-- START OF Text segment --
# zhp shift knob part number?



## Elwood (Dec 20, 2002)

Anyone know the part number of the ZHP's shift knob? I'd hate to have to goto my local parts guy and ask. It'd take forever just to get the wrong part  The common knob I've found has a crome button on the top and I don't want that one!

Thinking of ways to spend my tax return. SSK is down the road, but this is a nice (if mostly cosmetic) start


----------



## GeoMystic (Aug 21, 2002)

Hey that Mr. Met and interior look familiar 

I'm pretty sure the part number is:
25 11 7 896 886

I got it from the ETK:


----------



## Dr. Phil (Dec 19, 2001)

Elwood said:


> Anyone know the part number of the ZHP's shift knob? I'd hate to have to goto my local parts guy and ask. It'd take forever just to get the wrong part  The common knob I've found has a crome button on the top and I don't want that one!
> 
> Thinking of ways to spend my tax return. SSK is down the road, but this is a nice (if mostly cosmetic) start


Ah, another case of ZHP envy


----------



## bavarian19 (May 11, 2003)

Dr. Phil said:


> Ah, another case of ZHP envy


Phil, werent you working with Leather z on an illuminated zhp knob, or am I just crazy :dunno: :eeps:


----------



## Elwood (Dec 20, 2002)

GeoMystic said:


> Hey that Mr. Met and interior look familiar


LOL Busted! I was going to give credit for the pics honest! Then I realized I closed the window 



GeoMystic said:


> I'm pretty sure the part number is:
> 25 11 7 896 886


I have to get me one of those part thingies. Thanks!


----------



## Elwood (Dec 20, 2002)

Dr. Phil said:


> Ah, another case of ZHP envy


ZHP envy? Naw, my car doesn't have or need stalling issues


----------



## Dr. Phil (Dec 19, 2001)

ajt819 said:


> Phil, werent you working with Leather z on an illuminated zhp knob, or am I just crazy :dunno: :eeps:


Yep got it in my car now..............


----------



## Dr. Phil (Dec 19, 2001)

Elwood said:


> ZHP envy? Naw, my car doesn't have or need stalling issues


 :rofl: :rofl: Bastage


----------



## bavarian19 (May 11, 2003)

Dr. Phil said:


> Yep got it in my car now..............


Is that the same height as the stock knob :dunno: It looks a little longer than the stock... but I could be mistaken


----------



## GeoMystic (Aug 21, 2002)

Elwood said:


> LOL Busted! I was going to give credit for the pics honest! Then I realized I closed the window
> 
> I have to get me one of those part thingies. Thanks!


Haha, not a problem. I was just messing with ya.
-- END OF Text segment --
-- START OF Information shown --
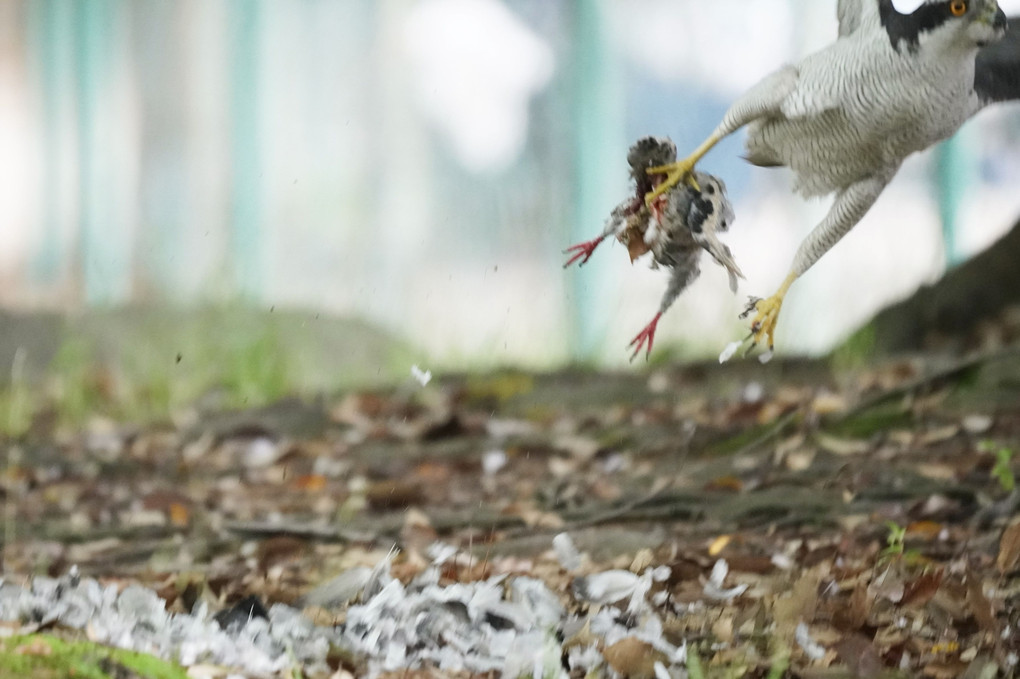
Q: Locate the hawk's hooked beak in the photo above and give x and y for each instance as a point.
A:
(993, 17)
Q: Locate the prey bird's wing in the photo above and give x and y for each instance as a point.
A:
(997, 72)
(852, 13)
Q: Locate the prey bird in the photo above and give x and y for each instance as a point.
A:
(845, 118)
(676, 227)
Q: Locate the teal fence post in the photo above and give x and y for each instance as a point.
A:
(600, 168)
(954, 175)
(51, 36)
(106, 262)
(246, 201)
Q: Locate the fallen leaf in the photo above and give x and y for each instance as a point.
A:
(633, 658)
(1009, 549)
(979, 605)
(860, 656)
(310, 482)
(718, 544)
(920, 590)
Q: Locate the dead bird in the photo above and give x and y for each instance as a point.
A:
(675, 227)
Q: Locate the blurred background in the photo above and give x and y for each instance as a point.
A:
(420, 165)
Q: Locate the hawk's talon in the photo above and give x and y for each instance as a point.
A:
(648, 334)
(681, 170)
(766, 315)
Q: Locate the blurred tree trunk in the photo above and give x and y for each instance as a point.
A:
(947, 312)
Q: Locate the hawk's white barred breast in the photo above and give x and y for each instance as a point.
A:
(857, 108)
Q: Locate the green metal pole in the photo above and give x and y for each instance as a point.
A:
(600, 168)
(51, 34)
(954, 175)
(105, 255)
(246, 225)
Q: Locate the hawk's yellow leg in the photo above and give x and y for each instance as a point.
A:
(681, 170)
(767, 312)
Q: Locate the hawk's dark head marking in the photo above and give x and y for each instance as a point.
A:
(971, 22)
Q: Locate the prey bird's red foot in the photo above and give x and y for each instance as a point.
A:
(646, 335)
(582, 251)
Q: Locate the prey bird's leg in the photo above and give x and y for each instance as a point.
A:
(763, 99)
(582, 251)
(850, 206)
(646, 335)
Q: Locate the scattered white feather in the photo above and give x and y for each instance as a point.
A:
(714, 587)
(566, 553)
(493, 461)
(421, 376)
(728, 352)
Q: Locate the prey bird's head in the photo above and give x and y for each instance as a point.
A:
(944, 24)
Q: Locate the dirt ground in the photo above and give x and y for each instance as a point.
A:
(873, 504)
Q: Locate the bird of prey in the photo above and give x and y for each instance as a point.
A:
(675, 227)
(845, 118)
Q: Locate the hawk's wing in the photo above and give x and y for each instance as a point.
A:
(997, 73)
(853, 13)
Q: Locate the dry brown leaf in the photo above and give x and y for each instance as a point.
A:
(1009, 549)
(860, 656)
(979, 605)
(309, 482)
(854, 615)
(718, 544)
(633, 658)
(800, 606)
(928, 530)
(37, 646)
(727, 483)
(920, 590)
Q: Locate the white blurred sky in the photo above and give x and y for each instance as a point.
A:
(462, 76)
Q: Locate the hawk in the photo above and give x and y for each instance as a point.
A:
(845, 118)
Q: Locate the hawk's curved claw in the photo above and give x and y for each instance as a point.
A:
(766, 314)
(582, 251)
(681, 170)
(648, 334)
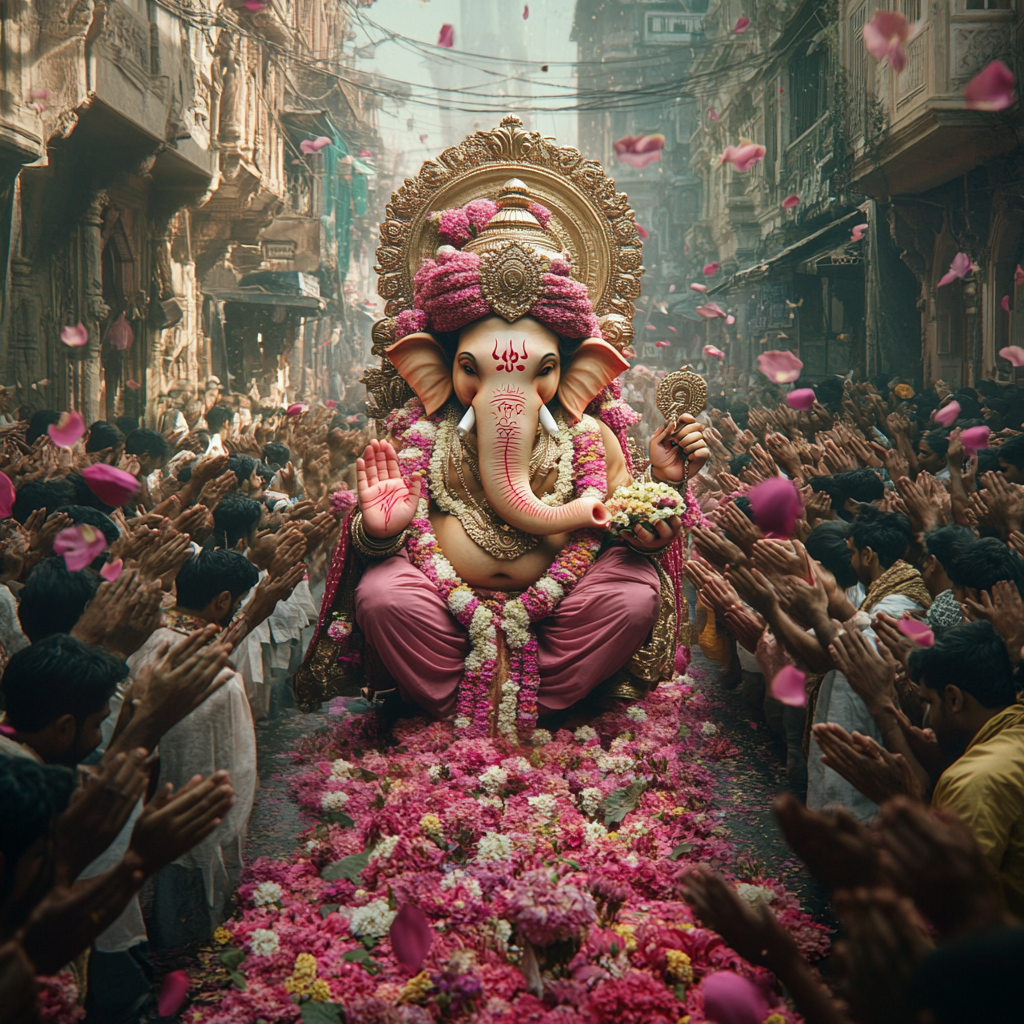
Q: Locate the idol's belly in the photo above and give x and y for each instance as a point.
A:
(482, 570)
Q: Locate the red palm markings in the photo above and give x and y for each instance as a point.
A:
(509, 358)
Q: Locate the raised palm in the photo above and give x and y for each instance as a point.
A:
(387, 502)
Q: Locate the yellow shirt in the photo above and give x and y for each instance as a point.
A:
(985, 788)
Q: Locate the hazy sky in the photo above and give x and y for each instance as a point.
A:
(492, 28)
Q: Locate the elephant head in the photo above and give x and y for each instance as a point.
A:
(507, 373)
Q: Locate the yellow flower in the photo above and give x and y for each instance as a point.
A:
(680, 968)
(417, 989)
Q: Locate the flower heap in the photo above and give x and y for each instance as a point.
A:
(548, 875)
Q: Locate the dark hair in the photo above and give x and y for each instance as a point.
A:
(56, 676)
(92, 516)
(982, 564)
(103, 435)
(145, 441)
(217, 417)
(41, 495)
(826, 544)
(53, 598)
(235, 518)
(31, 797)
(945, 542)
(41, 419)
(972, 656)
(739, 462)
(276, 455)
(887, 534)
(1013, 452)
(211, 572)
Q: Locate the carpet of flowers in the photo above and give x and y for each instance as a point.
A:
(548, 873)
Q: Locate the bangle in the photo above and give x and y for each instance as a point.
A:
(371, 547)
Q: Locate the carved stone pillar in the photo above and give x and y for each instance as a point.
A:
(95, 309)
-- END OF Information shown --
** Exercise **
Proceed with the forum thread about the ZHP shift knob part number, writing further posts that follow on from its last reply.

** Output below **
As for the part thingy, just look up ETK on ebay. You'll find them. But make sure you get the 9/03 version at the least. Even look at ebay.com/uk. More of them there.

I was actually considering getting a lighted shift knob, but all the ones that are available are taller than the stock ZHP one. The M5 chrome/leather one is my favorite, since it's six speed as well, one day that may be an idea..


----------



## TLudwig (Mar 30, 2004)

Dr. Phil-

How much longer is your lighted knob than the one that comes with the ZHP package?


Also, another question for anyone with ZHP and leather interior: Is the gear shifter covering (don't know the technical name for it) made out of alcantara, or do they replace it with leather along with the seats when you order the leather option?


----------



## Dr. Phil (Dec 19, 2001)

TLudwig said:


> Dr. Phil-
> 
> How much longer is your lighted knob than the one that comes with the ZHP package?
> 
> Also, another question for anyone with ZHP and leather interior: Is the gear shifter covering (don't know the technical name for it) made out of alcantara, or do they replace it with leather along with the seats when you order the leather option?


The knob I have is 2/3" higher then stock. All ZHP knobs come in black leather no matter what seats you order.


----------



## Elwood (Dec 20, 2002)

That was the correct part number. Got it today  . Poped it on while still in the dealer's lot (no unfortunate knob to skull accident!) For only beeing an inch shorter then my stock one, there is a noticable difference in feel. I now truly believe the ZHP's "short shifter" is just in the knob.

Either way, I'm a happy camper. Thanks!

oh and I have aquired access to a 1/2004 ETK


----------



## Dr. Phil (Dec 19, 2001)

Elwood said:


> That was the correct part number. Got it today  . Poped it on while still in the dealer's lot (no unfortunate knob to skull accident!) For only beeing an inch shorter then my stock one, there is a noticable difference in feel. I now truly believe the ZHP's "short shifter" is just in the knob.
> 
> Either way, I'm a happy camper. Thanks!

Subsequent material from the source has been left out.